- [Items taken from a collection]
........

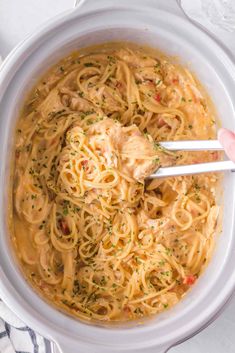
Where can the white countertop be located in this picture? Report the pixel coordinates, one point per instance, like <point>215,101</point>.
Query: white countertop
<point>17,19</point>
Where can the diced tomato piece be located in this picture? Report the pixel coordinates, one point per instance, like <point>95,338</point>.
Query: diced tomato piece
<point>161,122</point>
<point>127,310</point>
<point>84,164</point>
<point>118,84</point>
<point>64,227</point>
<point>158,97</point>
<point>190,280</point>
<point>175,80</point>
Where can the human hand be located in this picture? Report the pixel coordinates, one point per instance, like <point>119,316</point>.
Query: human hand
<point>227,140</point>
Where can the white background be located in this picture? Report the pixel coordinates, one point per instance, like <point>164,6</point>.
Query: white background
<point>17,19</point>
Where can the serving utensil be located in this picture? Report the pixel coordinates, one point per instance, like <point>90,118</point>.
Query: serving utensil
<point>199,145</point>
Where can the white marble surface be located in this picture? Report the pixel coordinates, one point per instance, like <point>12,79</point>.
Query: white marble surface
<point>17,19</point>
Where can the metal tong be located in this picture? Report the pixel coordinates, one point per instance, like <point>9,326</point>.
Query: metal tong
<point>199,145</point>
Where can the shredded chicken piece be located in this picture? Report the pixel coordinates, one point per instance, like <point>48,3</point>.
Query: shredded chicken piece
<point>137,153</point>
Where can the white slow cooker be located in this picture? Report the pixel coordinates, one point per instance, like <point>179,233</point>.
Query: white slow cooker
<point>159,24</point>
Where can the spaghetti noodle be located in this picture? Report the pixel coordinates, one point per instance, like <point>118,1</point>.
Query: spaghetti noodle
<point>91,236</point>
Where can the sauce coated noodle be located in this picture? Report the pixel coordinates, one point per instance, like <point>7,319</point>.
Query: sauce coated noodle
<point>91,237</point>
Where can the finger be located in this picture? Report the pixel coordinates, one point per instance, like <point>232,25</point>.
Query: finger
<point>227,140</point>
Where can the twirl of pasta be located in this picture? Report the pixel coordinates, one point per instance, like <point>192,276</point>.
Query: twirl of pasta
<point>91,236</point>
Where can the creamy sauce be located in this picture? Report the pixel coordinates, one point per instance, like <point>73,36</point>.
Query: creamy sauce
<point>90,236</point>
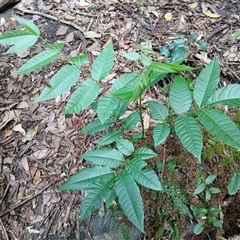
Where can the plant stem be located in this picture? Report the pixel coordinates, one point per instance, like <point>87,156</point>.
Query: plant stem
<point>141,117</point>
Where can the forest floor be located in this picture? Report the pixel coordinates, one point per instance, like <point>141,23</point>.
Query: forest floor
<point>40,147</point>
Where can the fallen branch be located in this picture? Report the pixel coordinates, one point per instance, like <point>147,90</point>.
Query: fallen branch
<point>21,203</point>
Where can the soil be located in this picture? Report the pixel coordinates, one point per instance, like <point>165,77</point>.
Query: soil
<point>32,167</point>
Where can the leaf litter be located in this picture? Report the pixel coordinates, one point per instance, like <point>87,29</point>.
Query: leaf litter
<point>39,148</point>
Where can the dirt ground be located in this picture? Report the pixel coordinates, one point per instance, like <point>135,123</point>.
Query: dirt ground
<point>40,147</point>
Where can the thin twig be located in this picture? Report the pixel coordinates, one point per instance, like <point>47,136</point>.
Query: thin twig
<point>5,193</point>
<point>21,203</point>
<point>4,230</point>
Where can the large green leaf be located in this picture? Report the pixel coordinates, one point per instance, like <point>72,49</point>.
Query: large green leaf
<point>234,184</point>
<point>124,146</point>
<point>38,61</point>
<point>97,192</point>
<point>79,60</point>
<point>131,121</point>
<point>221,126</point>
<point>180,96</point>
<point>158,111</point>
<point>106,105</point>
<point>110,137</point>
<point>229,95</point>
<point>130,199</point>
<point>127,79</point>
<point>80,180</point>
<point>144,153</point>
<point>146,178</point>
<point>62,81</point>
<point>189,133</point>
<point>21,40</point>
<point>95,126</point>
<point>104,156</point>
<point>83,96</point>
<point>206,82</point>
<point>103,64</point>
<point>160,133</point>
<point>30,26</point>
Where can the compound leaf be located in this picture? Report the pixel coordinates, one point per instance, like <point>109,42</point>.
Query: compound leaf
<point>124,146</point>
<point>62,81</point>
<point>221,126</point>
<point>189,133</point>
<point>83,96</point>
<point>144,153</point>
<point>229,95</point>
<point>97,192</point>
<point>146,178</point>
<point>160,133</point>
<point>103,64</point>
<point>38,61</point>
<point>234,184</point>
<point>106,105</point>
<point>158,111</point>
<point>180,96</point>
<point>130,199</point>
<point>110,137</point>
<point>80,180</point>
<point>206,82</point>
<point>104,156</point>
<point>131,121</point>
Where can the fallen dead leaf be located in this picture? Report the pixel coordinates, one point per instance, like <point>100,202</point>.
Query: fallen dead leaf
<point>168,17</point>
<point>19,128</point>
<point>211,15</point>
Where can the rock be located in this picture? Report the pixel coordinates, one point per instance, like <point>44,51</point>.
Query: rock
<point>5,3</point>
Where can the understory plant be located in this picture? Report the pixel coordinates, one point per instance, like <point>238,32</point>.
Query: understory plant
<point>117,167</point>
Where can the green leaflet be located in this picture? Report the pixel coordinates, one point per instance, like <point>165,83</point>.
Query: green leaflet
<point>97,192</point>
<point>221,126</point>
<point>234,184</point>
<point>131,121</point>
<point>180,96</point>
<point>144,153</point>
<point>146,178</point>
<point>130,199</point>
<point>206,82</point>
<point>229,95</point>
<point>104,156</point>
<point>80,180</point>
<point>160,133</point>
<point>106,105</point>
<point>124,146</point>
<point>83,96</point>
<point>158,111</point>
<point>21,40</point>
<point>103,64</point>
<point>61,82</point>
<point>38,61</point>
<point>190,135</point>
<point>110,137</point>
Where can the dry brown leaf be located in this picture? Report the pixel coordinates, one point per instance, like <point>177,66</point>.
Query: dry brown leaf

........

- [WHAT THE TASK REQUIRES] Rewrite every one of the items above, swapping each "in this picture" for "in this photo" and leaving everything else the same. Leave the pictures out.

- [SOLUTION TO THIS PROBLEM]
Where can the white countertop be located in this photo? Report the pixel coordinates, one point per instance, like <point>215,101</point>.
Query: white countertop
<point>17,19</point>
Where can the diced tomato piece be located in this photo? Report the pixel coordinates, one point per instance, like <point>95,338</point>.
Query: diced tomato piece
<point>161,122</point>
<point>127,310</point>
<point>84,164</point>
<point>118,84</point>
<point>64,227</point>
<point>158,97</point>
<point>190,280</point>
<point>175,80</point>
Where can the human hand be located in this photo? Report the pixel coordinates, one point per instance, like <point>119,316</point>.
Query: human hand
<point>227,140</point>
Where can the white background be located in this photo? Report the pixel coordinates, one point per instance, like <point>164,6</point>.
Query: white background
<point>17,19</point>
Where can the serving utensil be located in this photo? Report the pixel coordinates, one point per instance, like <point>90,118</point>.
Query: serving utensil
<point>199,145</point>
Where can the white marble surface be located in this photo? Report the pixel coordinates, one point per instance, like <point>12,79</point>.
Query: white marble surface
<point>17,19</point>
Where can the metal tong be located in this photo? Report the pixel coordinates, one point per instance, like <point>9,326</point>.
Query: metal tong
<point>199,145</point>
Where can the shredded chicken piece be located in this photo? Report the pixel coordinates, one point per instance, like <point>48,3</point>.
Query: shredded chicken piece
<point>137,153</point>
Where can the white slow cooker be located in this photo? Report the pixel coordinates, one point per instance, like <point>179,233</point>.
Query: white slow cooker
<point>159,24</point>
Where can the spaghetti noodle be located in this photo? Report the pixel coordinates, one point per instance, like <point>118,1</point>.
Query: spaghetti noodle
<point>91,236</point>
Where can the sauce coated noodle be located in this photo? Report the pixel coordinates, one point per instance, like <point>7,319</point>.
Query: sauce coated noodle
<point>91,237</point>
Where can the finger be located in this photo? Report the pixel coordinates, one point per instance, like <point>232,25</point>.
Query: finger
<point>227,140</point>
Where can the twirl of pasta be located in this photo? Report the pixel coordinates, one point per instance, like <point>192,276</point>.
Query: twirl of pasta
<point>91,236</point>
Where can the creamy sauce be located in this photo? Report the pixel coordinates, one point per instance, like <point>73,36</point>.
Query: creamy sauce
<point>90,236</point>
Where can the plant stem be located in this photo? Report the pixel coordinates, one point per instance, like <point>87,156</point>.
Query: plant stem
<point>141,117</point>
Where can the forest floor be located in this photo? Report the pixel coordinates, one point per instance, like <point>141,23</point>.
Query: forest floor
<point>40,147</point>
Where can the fallen branch be located in this photo? Report the pixel coordinates, one point per instance, like <point>147,90</point>.
Query: fallen branch
<point>21,203</point>
Where can the soil be located in this photo? Report the pixel coordinates, one point per instance, like <point>165,77</point>.
Query: soil
<point>32,167</point>
Where can the leaf litter be located in this photo? Report the pixel coordinates, one point per instance, like <point>87,29</point>.
Query: leaf litter
<point>39,148</point>
Where can the dirt ground be located in this photo? Report the pixel coordinates, one point per instance, like <point>135,123</point>.
Query: dirt ground
<point>40,147</point>
Where can the thin twig be located in this photo? Report the pixel coordinates, one point per instance, like <point>47,136</point>.
Query: thin twig
<point>5,193</point>
<point>21,203</point>
<point>4,230</point>
Where can the large green leaf be located in this photo? Report the pixel coordinates, one point per instance, like <point>72,49</point>.
Query: large green leaf
<point>234,184</point>
<point>124,146</point>
<point>38,61</point>
<point>97,192</point>
<point>79,60</point>
<point>131,121</point>
<point>221,126</point>
<point>180,96</point>
<point>158,111</point>
<point>106,105</point>
<point>110,137</point>
<point>229,95</point>
<point>130,199</point>
<point>127,79</point>
<point>80,180</point>
<point>144,153</point>
<point>146,178</point>
<point>62,81</point>
<point>189,133</point>
<point>21,40</point>
<point>95,126</point>
<point>104,156</point>
<point>83,96</point>
<point>206,82</point>
<point>103,64</point>
<point>160,133</point>
<point>30,26</point>
Where can the compound leaf be located in this photo? Report the pixel coordinates, one point per instance, like <point>109,42</point>.
Query: compound leaf
<point>124,146</point>
<point>62,81</point>
<point>221,126</point>
<point>189,133</point>
<point>83,96</point>
<point>144,153</point>
<point>229,95</point>
<point>97,192</point>
<point>146,178</point>
<point>160,133</point>
<point>103,64</point>
<point>38,61</point>
<point>234,184</point>
<point>106,105</point>
<point>158,111</point>
<point>180,96</point>
<point>130,199</point>
<point>110,137</point>
<point>80,180</point>
<point>206,82</point>
<point>104,156</point>
<point>131,121</point>
Where can the fallen dead leaf be located in this photo? Report the pixel coordinates, one point per instance, like <point>100,202</point>.
Query: fallen dead leaf
<point>168,17</point>
<point>19,128</point>
<point>211,15</point>
Where can the rock be located in this photo? Report the pixel coordinates, one point per instance, like <point>44,51</point>.
Query: rock
<point>5,3</point>
Where can the understory plant be located in this photo? Report the pixel coordinates, one point per instance, like <point>238,32</point>.
Query: understory plant
<point>117,167</point>
Where can the green leaflet be located in this photo? Report the pixel coordinates, one point per instance, like <point>165,83</point>.
Query: green leaflet
<point>97,192</point>
<point>221,126</point>
<point>234,184</point>
<point>131,121</point>
<point>180,96</point>
<point>144,153</point>
<point>146,178</point>
<point>130,199</point>
<point>206,82</point>
<point>229,95</point>
<point>104,156</point>
<point>80,180</point>
<point>160,133</point>
<point>106,105</point>
<point>124,146</point>
<point>83,96</point>
<point>158,111</point>
<point>21,40</point>
<point>103,64</point>
<point>61,82</point>
<point>38,61</point>
<point>190,135</point>
<point>110,137</point>
Where can the dry brown leaf be located in this photo? Report the pixel coordinates, one point per instance, like <point>177,66</point>.
Query: dry brown leaf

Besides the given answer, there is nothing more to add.